_Exercise directions:_ Find where "the fog over" occurs in the data below, and retype that line and every later line exactly.

_Data:_
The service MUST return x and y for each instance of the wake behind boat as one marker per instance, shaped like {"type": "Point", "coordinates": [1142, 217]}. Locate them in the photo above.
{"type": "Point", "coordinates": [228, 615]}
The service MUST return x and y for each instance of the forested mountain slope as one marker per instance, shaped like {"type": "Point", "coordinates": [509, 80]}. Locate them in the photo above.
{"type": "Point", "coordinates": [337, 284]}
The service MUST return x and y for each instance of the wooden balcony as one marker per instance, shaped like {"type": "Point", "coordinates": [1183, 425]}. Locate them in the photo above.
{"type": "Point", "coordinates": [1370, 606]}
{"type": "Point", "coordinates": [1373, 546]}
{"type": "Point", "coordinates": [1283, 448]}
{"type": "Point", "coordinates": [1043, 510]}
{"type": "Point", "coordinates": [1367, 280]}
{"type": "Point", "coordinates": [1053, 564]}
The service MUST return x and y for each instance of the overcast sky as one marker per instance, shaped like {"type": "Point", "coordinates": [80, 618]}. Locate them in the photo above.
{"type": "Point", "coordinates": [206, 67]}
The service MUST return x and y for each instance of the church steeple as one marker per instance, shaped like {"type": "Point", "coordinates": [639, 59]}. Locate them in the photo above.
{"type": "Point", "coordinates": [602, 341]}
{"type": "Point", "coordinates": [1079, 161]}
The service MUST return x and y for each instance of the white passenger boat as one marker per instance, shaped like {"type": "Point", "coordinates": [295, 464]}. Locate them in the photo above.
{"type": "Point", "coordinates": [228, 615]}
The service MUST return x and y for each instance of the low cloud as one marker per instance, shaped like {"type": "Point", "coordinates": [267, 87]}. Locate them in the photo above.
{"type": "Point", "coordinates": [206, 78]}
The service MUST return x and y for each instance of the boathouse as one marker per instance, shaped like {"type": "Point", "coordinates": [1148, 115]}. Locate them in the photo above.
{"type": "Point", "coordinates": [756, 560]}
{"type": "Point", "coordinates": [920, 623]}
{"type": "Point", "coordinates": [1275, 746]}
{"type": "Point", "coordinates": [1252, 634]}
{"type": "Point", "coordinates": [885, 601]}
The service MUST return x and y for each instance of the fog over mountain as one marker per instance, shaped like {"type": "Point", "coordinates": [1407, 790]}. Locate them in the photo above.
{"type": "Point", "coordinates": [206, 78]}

_Output below:_
The service MUST return x and y for each instance of the fog over mountain as one marker per instance, shaped like {"type": "Point", "coordinates": [1407, 790]}. Locate them in the photo above.
{"type": "Point", "coordinates": [206, 78]}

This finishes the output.